__Try it__. Copy the horoscope column starting at "Sagittarius: Who even" and ending at "just as accurate.", substituting "fortune tellers" for "astrologers".

__Text provided__.
↓↓↓
SATIRE FROM THE SCARBROUGH REPORT

These days, everything in politics and the news is already a joke, so the writer of this column has decided to forfeit the story this week and instead report on this month’s horoscopes. Besides, satire writers will be out of jobs pretty soon, anyway. Let’s be real: everything is either fake news or just too real to be funny.

In order to prepare yourselves for the rest of February — the shortest month, but also the one that never seems to end — take a moment to read about what exciting things the stars say are in your future.

Aries: As Saturn passes by Earth’s orbit, your prospects of completing your laundry in the dorm basement grow slimmer and slimmer. Others may try to monopolize your space, so now is a good time to practice your assertiveness. Be bold. Remove your neighbor’s laundry. It’s been sitting in that washing machine for too long, anyway. If all else fails, remember you are an Aries. AIR-ies. Hang your laundry up somewhere and move on with your life. Seriously.

Taurus: Beware of Pisces. They will double-cross you on your way to the last high table in DS. You must accept lower positions of power for a while, but do not worry. You have a number of meals to rise again. In the meantime, a change in vantage points will be good for you. Now you can look up to others. Make sure you look up to them as they smuggle food into their backpacks. This act is forbidden, so calling them out could win you back your seat of power.

Gemini: You’re the classic twin sign. Since you probably don’t have one, chances are you will form some close relationship this month with someone not in your family. Take advantage of this, even if the relationship turns out to be just that second dessert in DS. Better than homework cake, here we come.

Cancer: Love is just around the corner. We don’t really know which corner, but campus is small enough that you could find it sometime before the end of the month.

Leo: Remember that one time Leonardo DiCaprio won an Oscar? Ha, good luck ever being that successful.

Virgo: Head to jail. Do not pass Vir-GO. Do not collect $200. Lose a turn until further notice.

Libra: Give me Libra, or give me death! Patrick Henry would be proud of the number of prolific statements you will make. Too bad he is dead, just like your hopes of making it to spring break.

Scorpio: Be careful of that sting. With Valentine’s Day falling on a Tuesday, we know you’ll want to take your date out for tacos. But Mars has other intentions. Some dude will mess up your order and you’ll end up with a burrito instead. RIP.

Sagittarius: Who even are you, anyway? Have you considered changing your name? Your face?

Capricorn: You are the most valuable asset to Concordia College, because you are made of corn. Congratulations. Unfortunately, you do not grow in subzero temperatures. Chances are, if you haven’t died already, it will be a rough month for you.

Aquarius: Our astrologers were unable to predict how the rest of this month will go, but you can consult that song from the 1967 musical “Hair” for information about how it should go. It’s probably just as accurate.

Pisces: Something’s fishy, and it’s not your symbol. Are you the one who has been making all those sketchy phone call scams to various students and professors? You know Bruce will catch you soon. You can’t worm your way out of this one.
↑↑↑
__Extracted information__.
↓↓↓
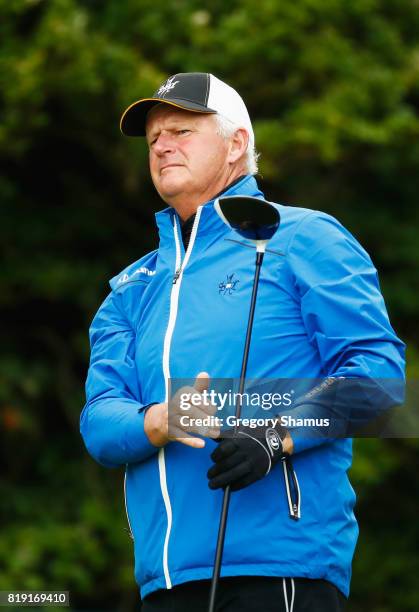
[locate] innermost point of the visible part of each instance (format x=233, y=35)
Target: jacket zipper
x=174, y=300
x=292, y=488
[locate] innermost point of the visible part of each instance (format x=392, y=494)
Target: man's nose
x=163, y=144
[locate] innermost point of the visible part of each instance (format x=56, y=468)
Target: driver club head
x=252, y=218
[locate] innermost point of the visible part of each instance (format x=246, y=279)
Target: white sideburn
x=174, y=300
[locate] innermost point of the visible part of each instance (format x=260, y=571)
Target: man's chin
x=171, y=188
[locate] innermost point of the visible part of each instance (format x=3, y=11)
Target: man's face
x=187, y=156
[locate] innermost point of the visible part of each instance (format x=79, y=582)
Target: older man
x=291, y=532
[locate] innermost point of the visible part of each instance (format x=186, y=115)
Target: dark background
x=333, y=90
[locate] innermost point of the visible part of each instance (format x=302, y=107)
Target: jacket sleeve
x=345, y=318
x=112, y=421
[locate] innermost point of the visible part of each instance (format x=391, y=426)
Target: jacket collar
x=210, y=221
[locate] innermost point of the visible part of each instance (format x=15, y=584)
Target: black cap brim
x=134, y=117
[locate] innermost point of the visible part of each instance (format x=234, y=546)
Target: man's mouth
x=166, y=166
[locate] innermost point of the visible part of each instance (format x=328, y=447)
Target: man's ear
x=238, y=145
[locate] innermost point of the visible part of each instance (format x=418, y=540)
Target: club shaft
x=227, y=491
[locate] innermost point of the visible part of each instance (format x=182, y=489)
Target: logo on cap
x=167, y=86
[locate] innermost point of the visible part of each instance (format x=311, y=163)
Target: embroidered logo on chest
x=228, y=286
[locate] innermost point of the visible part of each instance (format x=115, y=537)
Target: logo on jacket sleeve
x=228, y=286
x=167, y=86
x=125, y=277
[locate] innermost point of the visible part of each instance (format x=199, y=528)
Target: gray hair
x=226, y=128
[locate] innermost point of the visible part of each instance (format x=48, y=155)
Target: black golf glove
x=246, y=457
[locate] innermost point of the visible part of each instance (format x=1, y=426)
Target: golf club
x=256, y=220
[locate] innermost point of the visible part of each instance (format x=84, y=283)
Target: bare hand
x=156, y=422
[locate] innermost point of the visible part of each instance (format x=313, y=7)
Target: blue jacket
x=319, y=313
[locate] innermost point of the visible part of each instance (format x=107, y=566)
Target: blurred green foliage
x=333, y=89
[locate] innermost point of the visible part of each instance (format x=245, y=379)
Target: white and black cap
x=198, y=92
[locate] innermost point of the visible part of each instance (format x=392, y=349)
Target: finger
x=202, y=382
x=230, y=477
x=225, y=466
x=224, y=450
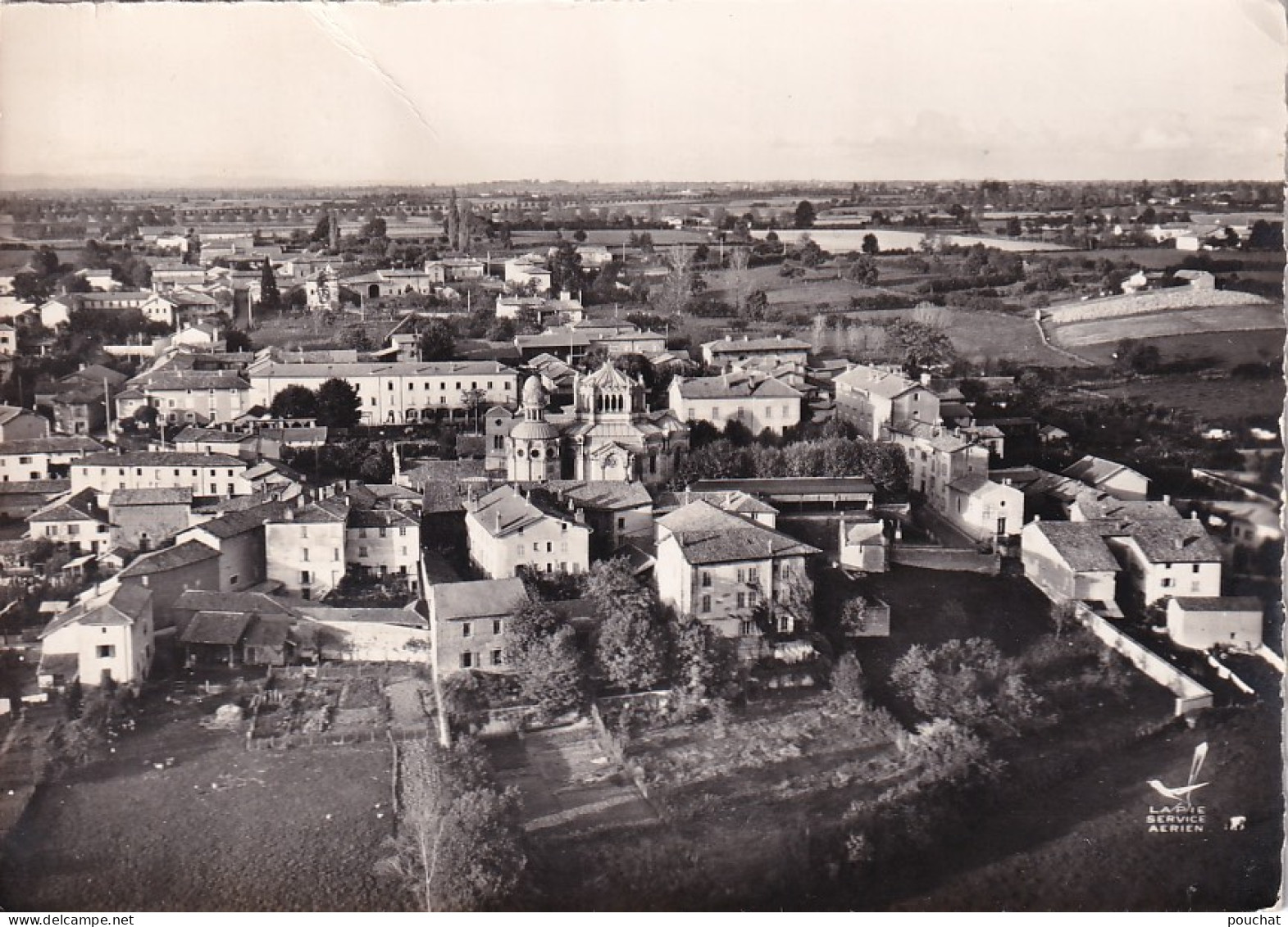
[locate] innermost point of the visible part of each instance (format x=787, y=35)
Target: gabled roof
x=505, y=510
x=239, y=521
x=216, y=627
x=480, y=599
x=171, y=459
x=735, y=347
x=1080, y=543
x=735, y=387
x=1173, y=541
x=604, y=494
x=192, y=434
x=120, y=606
x=52, y=444
x=1098, y=470
x=79, y=507
x=708, y=534
x=380, y=518
x=209, y=600
x=882, y=383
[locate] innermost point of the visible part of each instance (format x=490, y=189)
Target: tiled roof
x=708, y=534
x=36, y=487
x=886, y=384
x=52, y=444
x=160, y=459
x=1095, y=470
x=272, y=369
x=379, y=518
x=1180, y=541
x=735, y=387
x=505, y=510
x=216, y=627
x=607, y=494
x=480, y=599
x=1080, y=543
x=192, y=433
x=169, y=557
x=207, y=600
x=79, y=507
x=239, y=521
x=120, y=606
x=735, y=347
x=1220, y=602
x=171, y=379
x=789, y=485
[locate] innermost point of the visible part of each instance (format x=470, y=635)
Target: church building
x=607, y=434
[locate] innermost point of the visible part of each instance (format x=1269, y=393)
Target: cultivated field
x=221, y=829
x=1213, y=322
x=1085, y=828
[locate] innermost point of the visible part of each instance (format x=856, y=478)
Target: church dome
x=534, y=430
x=535, y=393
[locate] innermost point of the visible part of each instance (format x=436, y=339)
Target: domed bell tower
x=534, y=448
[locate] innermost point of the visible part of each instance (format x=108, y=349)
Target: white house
x=753, y=399
x=875, y=399
x=1202, y=624
x=106, y=635
x=509, y=529
x=398, y=392
x=724, y=570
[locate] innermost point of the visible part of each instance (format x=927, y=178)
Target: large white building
x=607, y=434
x=753, y=399
x=187, y=396
x=726, y=570
x=875, y=399
x=399, y=392
x=510, y=528
x=207, y=474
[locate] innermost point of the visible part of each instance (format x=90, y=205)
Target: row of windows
x=138, y=471
x=468, y=627
x=471, y=661
x=384, y=532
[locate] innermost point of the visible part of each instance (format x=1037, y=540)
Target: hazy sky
x=654, y=89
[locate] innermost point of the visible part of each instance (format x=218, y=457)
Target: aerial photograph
x=694, y=456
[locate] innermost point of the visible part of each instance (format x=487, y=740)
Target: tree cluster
x=460, y=841
x=334, y=405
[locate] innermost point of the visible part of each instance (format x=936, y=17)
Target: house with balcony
x=510, y=528
x=732, y=573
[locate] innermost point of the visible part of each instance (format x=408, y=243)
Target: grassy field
x=223, y=829
x=1092, y=823
x=1216, y=402
x=1211, y=322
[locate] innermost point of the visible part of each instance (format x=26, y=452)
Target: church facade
x=607, y=434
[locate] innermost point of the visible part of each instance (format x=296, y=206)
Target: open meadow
x=223, y=828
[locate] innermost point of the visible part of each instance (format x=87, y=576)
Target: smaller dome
x=535, y=393
x=530, y=430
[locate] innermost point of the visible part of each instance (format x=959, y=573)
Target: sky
x=672, y=90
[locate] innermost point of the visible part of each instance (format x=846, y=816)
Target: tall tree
x=339, y=405
x=460, y=841
x=294, y=402
x=566, y=272
x=437, y=340
x=804, y=216
x=630, y=643
x=270, y=297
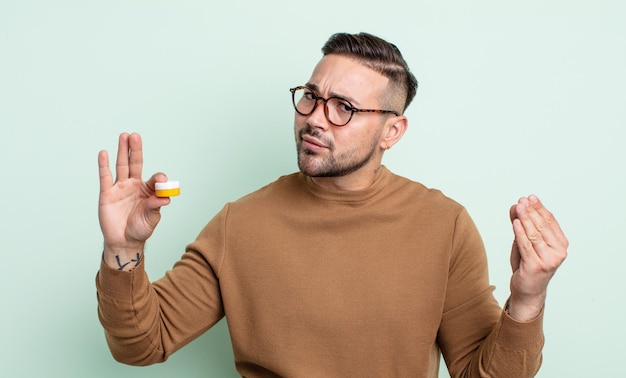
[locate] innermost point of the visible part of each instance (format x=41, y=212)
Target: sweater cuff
x=117, y=284
x=521, y=335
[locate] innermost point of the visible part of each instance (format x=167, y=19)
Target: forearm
x=128, y=311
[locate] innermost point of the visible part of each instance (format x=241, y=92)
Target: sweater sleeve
x=146, y=322
x=477, y=338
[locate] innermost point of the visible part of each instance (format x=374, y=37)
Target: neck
x=359, y=180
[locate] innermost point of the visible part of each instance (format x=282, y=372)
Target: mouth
x=311, y=143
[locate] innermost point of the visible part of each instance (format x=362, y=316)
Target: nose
x=318, y=117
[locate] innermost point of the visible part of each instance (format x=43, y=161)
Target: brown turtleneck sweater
x=322, y=283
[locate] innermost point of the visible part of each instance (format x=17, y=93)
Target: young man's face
x=325, y=150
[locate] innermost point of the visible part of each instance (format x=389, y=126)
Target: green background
x=515, y=98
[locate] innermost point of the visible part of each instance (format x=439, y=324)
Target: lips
x=312, y=142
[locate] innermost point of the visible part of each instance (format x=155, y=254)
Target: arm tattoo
x=121, y=266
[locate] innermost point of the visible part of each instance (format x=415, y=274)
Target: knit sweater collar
x=349, y=196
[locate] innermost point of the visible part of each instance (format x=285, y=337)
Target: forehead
x=337, y=75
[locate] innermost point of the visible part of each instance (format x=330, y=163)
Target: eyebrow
x=337, y=95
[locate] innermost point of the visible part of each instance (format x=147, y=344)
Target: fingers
x=121, y=165
x=129, y=157
x=536, y=230
x=136, y=155
x=106, y=178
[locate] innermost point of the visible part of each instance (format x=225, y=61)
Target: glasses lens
x=304, y=101
x=339, y=111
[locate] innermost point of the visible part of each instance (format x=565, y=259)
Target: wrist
x=526, y=309
x=123, y=258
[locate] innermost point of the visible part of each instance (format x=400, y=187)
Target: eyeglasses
x=338, y=111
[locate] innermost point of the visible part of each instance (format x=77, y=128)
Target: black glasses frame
x=317, y=98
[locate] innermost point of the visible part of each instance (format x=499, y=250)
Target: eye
x=343, y=106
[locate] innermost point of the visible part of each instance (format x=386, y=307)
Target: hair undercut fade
x=377, y=54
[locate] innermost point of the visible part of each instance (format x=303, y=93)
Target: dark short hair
x=379, y=55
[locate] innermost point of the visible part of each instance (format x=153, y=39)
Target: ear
x=393, y=131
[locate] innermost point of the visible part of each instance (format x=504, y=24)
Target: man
x=342, y=269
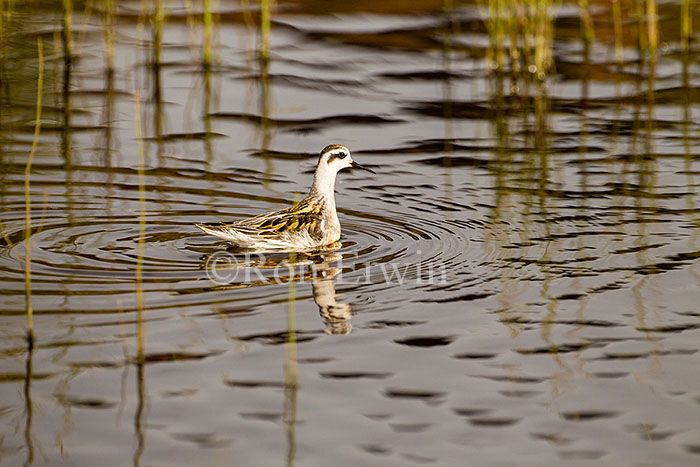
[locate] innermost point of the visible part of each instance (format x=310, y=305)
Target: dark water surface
x=519, y=283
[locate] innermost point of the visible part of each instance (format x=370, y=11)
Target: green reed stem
x=265, y=29
x=291, y=376
x=67, y=36
x=586, y=23
x=158, y=23
x=142, y=225
x=208, y=28
x=27, y=197
x=686, y=25
x=617, y=28
x=108, y=24
x=652, y=26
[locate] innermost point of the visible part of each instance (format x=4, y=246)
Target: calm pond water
x=519, y=283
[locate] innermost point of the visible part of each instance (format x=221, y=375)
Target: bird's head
x=337, y=158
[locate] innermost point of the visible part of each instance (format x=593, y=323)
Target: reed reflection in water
x=539, y=156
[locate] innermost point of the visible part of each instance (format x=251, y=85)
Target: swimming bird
x=311, y=223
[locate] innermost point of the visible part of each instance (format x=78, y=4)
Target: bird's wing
x=305, y=216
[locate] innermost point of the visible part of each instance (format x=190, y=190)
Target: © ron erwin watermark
x=225, y=268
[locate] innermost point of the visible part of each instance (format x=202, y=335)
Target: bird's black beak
x=355, y=165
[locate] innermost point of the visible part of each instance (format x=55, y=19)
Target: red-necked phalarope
x=310, y=224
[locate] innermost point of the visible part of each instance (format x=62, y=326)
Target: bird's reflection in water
x=335, y=314
x=234, y=268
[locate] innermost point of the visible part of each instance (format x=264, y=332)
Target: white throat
x=324, y=182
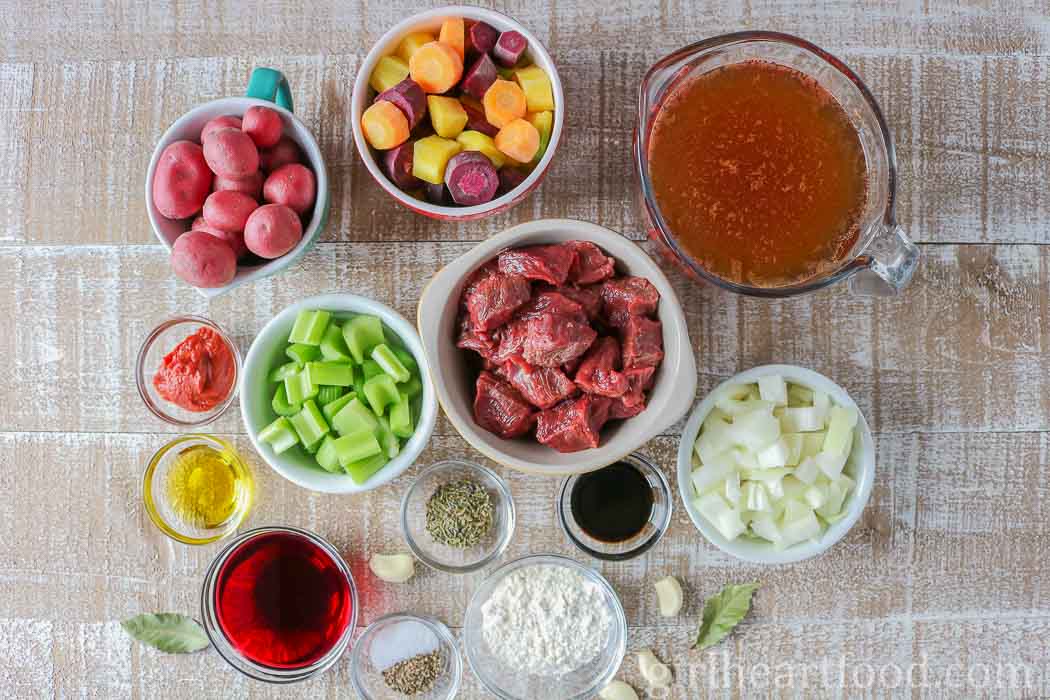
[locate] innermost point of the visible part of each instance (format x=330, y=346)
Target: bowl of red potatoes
x=236, y=190
x=457, y=112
↑↑↑
__Result of this exercise__.
Sagittarius: Who even are you, anyway? Have you considered changing your name? Your face?

Capricorn: You are the most valuable asset to Concordia College, because you are made of corn. Congratulations. Unfortunately, you do not grow in subzero temperatures. Chances are, if you haven’t died already, it will be a rough month for you.

Aquarius: Our fortune tellers were unable to predict how the rest of this month will go, but you can consult that song from the 1967 musical “Hair” for information about how it should go. It’s probably just as accurate.